**Text section:**
========

En Annan (), is a 1970 Indian Tamil-language crime thriller film, directed by P. Neelakantan, starring M. G. Ramachandran and Jayalalithaa. The film is a remake of the Telugu film Poola Rangadu (1967), which itself was loosely based on A. J. Cronin's novel, Beyond This Place. It was released on 21 May 1970, and ran 100 days in theatres.

Plot 

Ranga is the son of Velappan, a manager at a mill. Velappan is framed for the murder of one of the partners, Karunagaran. He is sent to jail for a crime he didn't commit. Ranga, since then, works hard to get his sister Thangam educated. She marries a doctor, Murali, who happens to be Karunagaran's son. When he finds out she is Velappan's daughter, he leaves her. Ranga is enraged and beats his lover Valliammal's brother Nagappan, who informs Murali. Ranga is sent to jail. There he meets his father, learns about his innocence and vows to get him out. Once Ranga is released, he earns the goodwill of the other two partners, Nayagam and Dharmaraj, and finally exposes them. Velappan is released, Ranga marries his lover Valli and Murali takes Thangam back.

========

**Entries shown:**
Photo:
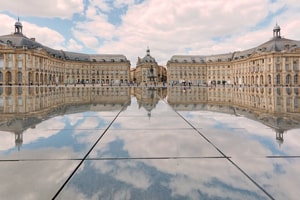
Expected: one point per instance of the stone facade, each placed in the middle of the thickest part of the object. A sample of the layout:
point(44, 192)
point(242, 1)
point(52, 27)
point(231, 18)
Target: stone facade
point(274, 63)
point(147, 71)
point(24, 61)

========

**Problems:**
• a. Translate this sentence from the En Annan summary into Spanish: "Velappan is framed for the murder of one of the partners, Karunagaran."
• b. Please reproduce every one of the records above word for word, leaving the pictures out.

**Answers by task:**
• a. Velappan es incriminado por el asesinato de uno de los socios, Karunagaran.

• b.
Photo:
Expected: one point per instance of the stone facade, each placed in the middle of the thickest part of the object. A sample of the layout:
point(44, 192)
point(242, 1)
point(52, 27)
point(231, 18)
Target: stone facade
point(274, 63)
point(147, 71)
point(24, 61)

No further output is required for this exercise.